PAGE EXTRACT section start

Medical AI Systems Struggle To Perform Well Across IT Systems

The level of expectation surrounding AI in healthcare has reached fever pitch in recent years, with a number of pilot projects achieving positive early results.  Most of these projects involved AI systems being trained on a sample dataset of medical data, such as x-rays or other medical imagery, after which the system was capable of providing early detection of various conditions.

The challenge for many of these systems is that they were usually trained on data from a single healthcare provider, with a common health IT system.  A recent study highlights how when faced with data from different health systems, such AI technologies often perform much worse than doctors.

The research, conducted by the Icahn School of Medicine at Mount Sinai, used convolutional neural networks (CNNs) to analyze a bunch of chest X-ray images with the aim of diagnosing pneumonia.  The system operated across three hospital systems in an attempt to simulate pneumonia screening.

Lacklustre performance

Unfortunately, in three out of the five comparisons undertaken, the CNN performed worse on X-rays from hospitals outside of its own network than it did on X-rays from its origina network.  The researchers believe this is largely because deep learning models utilize too many parameters, which in turn makes it hard to identify the particular variable that is driving the predictions it makes.  This makes it hard to return consistent performance across multiple systems.

PAGE EXTRACT section end
GIVEN INFORMATION section start

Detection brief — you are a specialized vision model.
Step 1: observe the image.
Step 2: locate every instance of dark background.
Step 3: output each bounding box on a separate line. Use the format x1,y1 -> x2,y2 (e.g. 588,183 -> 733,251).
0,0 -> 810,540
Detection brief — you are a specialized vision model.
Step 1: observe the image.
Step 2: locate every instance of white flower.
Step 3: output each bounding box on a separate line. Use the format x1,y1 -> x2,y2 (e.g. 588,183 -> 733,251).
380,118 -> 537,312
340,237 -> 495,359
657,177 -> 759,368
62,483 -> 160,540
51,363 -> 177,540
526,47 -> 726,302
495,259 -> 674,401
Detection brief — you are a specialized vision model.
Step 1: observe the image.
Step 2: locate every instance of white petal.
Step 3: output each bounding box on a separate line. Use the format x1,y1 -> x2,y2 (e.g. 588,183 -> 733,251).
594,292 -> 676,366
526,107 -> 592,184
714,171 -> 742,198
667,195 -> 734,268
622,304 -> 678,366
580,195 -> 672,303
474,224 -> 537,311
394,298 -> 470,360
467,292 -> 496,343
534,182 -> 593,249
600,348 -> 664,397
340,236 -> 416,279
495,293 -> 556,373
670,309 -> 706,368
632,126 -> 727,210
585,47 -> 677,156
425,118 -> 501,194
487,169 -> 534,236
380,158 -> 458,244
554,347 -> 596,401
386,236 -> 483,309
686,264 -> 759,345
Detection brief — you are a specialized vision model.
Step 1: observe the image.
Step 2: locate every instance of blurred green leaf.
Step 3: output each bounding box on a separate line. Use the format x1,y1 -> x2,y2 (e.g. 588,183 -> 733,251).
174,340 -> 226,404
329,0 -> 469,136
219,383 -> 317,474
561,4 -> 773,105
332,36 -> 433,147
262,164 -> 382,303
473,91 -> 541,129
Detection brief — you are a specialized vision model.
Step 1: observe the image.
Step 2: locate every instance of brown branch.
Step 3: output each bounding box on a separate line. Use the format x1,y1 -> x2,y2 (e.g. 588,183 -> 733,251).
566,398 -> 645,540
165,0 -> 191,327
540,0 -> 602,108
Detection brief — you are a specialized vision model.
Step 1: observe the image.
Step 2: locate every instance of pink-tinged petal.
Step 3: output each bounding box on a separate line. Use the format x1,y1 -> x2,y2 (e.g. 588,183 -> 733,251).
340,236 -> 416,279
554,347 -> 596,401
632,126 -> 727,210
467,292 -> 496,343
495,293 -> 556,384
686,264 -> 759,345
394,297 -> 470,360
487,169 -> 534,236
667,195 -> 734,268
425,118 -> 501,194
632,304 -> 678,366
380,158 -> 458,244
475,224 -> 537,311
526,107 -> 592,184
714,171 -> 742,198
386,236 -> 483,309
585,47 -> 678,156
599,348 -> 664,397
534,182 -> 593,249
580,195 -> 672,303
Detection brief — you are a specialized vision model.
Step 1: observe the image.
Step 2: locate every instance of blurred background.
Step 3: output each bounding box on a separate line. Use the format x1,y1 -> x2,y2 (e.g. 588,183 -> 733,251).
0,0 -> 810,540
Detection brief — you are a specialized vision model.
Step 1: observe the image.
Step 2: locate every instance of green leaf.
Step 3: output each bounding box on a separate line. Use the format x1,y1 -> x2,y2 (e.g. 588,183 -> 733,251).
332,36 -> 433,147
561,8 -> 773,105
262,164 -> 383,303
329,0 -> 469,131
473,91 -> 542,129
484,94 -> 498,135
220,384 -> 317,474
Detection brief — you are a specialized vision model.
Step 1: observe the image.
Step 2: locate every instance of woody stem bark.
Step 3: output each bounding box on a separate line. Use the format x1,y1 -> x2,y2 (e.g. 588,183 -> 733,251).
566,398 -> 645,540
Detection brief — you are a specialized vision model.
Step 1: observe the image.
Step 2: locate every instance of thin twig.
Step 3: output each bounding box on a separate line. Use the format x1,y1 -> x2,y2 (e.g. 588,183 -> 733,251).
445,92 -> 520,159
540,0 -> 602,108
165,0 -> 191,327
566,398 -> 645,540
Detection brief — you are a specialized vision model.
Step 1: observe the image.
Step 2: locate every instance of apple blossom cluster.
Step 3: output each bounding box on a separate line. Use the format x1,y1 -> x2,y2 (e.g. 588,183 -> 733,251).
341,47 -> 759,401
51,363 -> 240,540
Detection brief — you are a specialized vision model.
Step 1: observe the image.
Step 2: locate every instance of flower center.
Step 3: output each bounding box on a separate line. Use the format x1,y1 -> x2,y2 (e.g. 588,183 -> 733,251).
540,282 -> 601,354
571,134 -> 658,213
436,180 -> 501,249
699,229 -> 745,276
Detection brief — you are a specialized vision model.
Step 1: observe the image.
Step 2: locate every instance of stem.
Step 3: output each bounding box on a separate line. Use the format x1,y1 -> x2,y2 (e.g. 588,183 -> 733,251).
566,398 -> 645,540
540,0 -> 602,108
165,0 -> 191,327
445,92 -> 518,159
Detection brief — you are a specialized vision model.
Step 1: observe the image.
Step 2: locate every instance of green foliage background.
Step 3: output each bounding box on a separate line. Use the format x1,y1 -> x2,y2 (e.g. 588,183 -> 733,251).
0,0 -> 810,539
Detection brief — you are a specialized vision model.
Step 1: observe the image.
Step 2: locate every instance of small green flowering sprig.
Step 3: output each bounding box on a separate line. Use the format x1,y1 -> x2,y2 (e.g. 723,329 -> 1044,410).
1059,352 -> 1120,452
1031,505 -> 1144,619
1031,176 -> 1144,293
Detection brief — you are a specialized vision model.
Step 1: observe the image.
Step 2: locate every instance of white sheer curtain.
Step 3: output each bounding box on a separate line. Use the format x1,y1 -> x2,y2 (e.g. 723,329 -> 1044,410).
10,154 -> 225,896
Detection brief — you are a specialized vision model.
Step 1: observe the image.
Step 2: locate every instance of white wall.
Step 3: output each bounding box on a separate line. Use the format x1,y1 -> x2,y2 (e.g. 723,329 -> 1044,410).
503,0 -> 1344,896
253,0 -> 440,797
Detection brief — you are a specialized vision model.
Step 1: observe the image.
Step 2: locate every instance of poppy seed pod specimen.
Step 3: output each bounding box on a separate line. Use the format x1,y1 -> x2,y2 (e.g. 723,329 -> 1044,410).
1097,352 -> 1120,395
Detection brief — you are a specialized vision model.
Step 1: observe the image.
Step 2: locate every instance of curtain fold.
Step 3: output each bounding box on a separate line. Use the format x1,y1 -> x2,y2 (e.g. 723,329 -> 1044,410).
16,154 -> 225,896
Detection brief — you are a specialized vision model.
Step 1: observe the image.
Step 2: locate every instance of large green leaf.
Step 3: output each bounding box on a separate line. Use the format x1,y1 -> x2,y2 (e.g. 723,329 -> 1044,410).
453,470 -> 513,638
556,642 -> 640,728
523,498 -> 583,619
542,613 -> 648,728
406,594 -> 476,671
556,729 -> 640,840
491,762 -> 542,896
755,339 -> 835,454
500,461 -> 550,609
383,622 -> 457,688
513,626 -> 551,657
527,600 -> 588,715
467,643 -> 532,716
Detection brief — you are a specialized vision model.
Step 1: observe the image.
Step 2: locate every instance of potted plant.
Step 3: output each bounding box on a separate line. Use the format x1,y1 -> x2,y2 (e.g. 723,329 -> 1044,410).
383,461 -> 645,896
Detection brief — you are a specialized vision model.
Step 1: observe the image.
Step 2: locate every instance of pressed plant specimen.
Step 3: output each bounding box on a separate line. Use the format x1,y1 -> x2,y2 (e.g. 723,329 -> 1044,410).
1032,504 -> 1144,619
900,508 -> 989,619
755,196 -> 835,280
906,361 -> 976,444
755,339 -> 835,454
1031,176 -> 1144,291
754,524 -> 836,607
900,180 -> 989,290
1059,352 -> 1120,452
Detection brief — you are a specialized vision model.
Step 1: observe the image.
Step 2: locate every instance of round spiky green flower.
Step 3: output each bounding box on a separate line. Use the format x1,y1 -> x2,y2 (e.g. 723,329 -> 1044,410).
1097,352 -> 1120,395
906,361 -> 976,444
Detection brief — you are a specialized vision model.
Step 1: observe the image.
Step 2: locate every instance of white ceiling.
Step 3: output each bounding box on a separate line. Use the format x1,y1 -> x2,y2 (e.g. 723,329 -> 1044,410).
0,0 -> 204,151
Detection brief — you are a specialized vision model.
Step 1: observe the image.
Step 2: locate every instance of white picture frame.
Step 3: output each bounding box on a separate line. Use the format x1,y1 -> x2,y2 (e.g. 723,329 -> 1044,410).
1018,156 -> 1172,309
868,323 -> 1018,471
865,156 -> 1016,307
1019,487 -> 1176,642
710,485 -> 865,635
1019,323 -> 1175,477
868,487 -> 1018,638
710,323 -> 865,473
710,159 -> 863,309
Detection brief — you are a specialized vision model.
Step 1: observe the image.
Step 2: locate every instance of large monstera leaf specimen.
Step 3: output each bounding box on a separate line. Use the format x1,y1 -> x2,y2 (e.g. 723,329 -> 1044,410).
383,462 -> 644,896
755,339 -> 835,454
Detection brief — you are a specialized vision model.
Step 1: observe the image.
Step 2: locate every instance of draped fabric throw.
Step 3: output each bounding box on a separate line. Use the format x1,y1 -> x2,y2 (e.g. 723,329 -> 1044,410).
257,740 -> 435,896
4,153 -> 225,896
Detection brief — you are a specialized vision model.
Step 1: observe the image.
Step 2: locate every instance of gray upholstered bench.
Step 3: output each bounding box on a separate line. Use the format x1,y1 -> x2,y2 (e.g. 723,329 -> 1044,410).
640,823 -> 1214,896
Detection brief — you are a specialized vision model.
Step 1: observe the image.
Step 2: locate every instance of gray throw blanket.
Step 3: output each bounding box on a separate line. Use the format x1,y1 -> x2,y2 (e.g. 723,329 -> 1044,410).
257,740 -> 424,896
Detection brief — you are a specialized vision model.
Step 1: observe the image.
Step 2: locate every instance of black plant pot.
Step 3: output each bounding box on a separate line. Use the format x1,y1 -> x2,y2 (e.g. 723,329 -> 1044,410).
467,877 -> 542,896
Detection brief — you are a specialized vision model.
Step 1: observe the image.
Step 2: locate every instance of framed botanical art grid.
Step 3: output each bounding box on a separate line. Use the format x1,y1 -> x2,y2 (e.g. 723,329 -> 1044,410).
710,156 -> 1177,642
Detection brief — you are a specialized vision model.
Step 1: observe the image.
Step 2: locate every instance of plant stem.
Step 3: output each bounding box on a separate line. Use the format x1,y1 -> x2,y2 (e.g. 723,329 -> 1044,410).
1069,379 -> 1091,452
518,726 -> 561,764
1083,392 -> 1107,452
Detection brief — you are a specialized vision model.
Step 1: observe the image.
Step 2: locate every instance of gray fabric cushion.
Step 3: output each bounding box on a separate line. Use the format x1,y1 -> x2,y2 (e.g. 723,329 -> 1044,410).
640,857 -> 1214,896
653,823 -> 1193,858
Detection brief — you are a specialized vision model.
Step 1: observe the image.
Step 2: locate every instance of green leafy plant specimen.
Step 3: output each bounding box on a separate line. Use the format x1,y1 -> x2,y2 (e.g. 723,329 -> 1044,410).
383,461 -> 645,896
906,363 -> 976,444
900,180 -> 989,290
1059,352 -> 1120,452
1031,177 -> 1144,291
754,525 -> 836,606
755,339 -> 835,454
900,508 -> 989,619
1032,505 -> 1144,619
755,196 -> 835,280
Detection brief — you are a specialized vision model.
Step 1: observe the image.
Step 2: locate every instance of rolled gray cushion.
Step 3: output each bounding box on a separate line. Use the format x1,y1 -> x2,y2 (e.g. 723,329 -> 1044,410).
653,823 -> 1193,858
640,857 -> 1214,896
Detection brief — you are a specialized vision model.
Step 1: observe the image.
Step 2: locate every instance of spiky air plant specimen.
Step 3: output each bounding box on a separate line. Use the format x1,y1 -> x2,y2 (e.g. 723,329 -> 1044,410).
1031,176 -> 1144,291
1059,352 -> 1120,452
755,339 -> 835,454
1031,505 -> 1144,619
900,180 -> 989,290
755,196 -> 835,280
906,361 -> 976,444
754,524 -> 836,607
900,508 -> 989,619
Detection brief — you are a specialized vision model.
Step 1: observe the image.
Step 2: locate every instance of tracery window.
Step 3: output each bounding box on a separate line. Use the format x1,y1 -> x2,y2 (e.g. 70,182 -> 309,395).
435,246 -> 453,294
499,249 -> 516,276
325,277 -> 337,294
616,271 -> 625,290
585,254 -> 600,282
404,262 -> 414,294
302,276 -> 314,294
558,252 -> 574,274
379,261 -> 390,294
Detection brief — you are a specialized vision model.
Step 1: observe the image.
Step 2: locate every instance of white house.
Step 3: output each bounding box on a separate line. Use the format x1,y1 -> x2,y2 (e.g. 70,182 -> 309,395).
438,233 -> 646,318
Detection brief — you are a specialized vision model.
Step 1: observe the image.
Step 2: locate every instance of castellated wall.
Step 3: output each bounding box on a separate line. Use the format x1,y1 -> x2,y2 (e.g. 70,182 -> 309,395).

GIVEN INFORMATION section end

● **LIST OF TASKS**
a) List the details the medical AI article gives about how the Mount Sinai study was set up: who conducted it, the method used, the images analyzed, the aim, and how many hospital systems it covered.
b) Resume the article on medical AI systems after its last sentence.

● **ANSWERS TO THE PROBLEMS**
a)
- Conducted by: the Icahn School of Medicine at Mount Sinai
- Method: convolutional neural networks (CNNs)
- Images analyzed: chest X-ray images
- Aim: diagnosing pneumonia
- Scope: three hospital systems, to simulate pneumonia screening

b)
“Our findings should give pause to those considering rapid deployment of artificial intelligence platforms without rigorously assessing their performance in real-world clinical setting reflective of where they are being deployed,” the researchers say.

As such, the authors recommend that CNN systems are tailored to specific clinical questions and tested in a wider range of real-world scenarios than is often the case today.  If this doesn’t take place, then it’s quite probable that their performance in test scenarios significantly overshoots their potential real-world performance.

The team believe that before such systems are cut loose in the wild, they need to be able to generalize across a wide range of hospital systems accurately and effectively.  If they can’t, then accuracy levels are likely to be much lower than required.  It’s a finding that underlines the work still required before the AI systems that have generated so much hype and expectation are cut loose.